**What this exercise asks**
1 > Translate this sentence from the El Gouna post into Spanish: "This is the best time in Gouna; the weather is truly exceptional, at least before noon."
2 > Answer these questions using the El Gouna post:
(a) How many days are left in El Gouna?
(b) Which holiday has brought large crowds down from Cairo?
(c) From which direction did the gentle morning breeze come?

7 days left in El Gouna, Egypt.
Another beautiful day, in a beautiful villa, with a beautiful garden, and a beautiful view.
People are complaining that it’s become hard to park behind Abu Tig Marina due to the large crowds who have come down from Cairo due to Sham el Nessim, which is a holiday celebrated throughout Egypt. It marks the beginning of Spring, and will officially be here on Monday.
I stood by my window and breathed in the wonderful air, a gentle morning breeze from the North. This is the last Saturday where I will be able to do that in El Gouna.
This is the best time in Gouna; the weather is truly exceptional, at least before noon.
Less exceptional are the people, who tend to be over materialistic. And when you talk to them, they tend to want to know who you know.
Do you know so and so?, they will say, trying to place you in the constellation of who matters in Gouna.
Well, I don’t rank in that regard and I don’t play that game, as for one thing, I’m not sitting on a pile of mega bucks.
I don’t have a yacht bobbing in the marina.
Thus to them I’m just fiseekh, a tiny fish in a small pond, and so they lose interest in the inconsequential loser guy. They want to know only those who matter, but if I were to ask if they knew who, say, Claire Messud is, they would likely shrug as if to say no and don’t care, and probably change the subject fast.
I am wrestling with the question of whether to come back. Given the lurch to the extreme right in the US and the recent hiring in high office of dyed-in-wool zealots who despise my ethnicity, I wonder if it’s even safe for someone like me to return the US.

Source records
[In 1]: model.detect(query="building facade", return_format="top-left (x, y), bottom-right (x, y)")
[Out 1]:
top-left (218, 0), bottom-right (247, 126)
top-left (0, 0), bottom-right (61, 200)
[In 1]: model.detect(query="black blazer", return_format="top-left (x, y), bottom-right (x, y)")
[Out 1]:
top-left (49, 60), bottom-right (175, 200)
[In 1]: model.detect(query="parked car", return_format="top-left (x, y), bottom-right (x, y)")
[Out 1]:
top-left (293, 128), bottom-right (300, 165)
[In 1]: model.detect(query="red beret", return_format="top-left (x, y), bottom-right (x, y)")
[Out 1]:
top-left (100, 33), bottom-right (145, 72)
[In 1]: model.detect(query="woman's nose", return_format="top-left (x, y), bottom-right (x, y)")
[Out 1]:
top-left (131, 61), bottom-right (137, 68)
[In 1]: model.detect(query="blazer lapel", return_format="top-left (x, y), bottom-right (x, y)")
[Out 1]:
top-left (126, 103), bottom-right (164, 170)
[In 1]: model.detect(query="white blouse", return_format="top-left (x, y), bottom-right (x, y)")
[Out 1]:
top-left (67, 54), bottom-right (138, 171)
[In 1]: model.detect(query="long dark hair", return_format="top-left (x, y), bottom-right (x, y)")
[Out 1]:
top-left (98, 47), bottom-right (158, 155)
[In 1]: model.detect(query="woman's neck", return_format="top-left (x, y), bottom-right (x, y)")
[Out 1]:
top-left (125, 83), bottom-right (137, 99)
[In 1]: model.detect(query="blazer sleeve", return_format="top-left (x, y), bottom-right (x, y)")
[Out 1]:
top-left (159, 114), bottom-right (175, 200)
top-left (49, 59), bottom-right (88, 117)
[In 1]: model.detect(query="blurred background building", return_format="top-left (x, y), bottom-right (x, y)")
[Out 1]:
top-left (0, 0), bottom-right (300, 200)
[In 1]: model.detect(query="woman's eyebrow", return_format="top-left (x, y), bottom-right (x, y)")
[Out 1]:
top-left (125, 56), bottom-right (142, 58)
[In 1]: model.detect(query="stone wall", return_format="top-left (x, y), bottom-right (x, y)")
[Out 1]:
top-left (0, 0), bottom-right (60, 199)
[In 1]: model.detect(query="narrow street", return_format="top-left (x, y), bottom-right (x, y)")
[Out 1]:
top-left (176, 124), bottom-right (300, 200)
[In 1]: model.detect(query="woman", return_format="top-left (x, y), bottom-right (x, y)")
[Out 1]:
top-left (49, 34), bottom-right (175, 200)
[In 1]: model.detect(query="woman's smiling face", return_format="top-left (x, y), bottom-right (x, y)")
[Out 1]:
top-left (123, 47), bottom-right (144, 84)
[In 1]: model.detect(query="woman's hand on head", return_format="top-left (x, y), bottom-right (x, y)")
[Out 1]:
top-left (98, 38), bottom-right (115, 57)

**Solutions to the exercise**
1 > Esta es la mejor época en Gouna; el clima es verdaderamente excepcional, al menos antes del mediodía.

2 >
(a) 7 days
(b) Sham el Nessim
(c) The North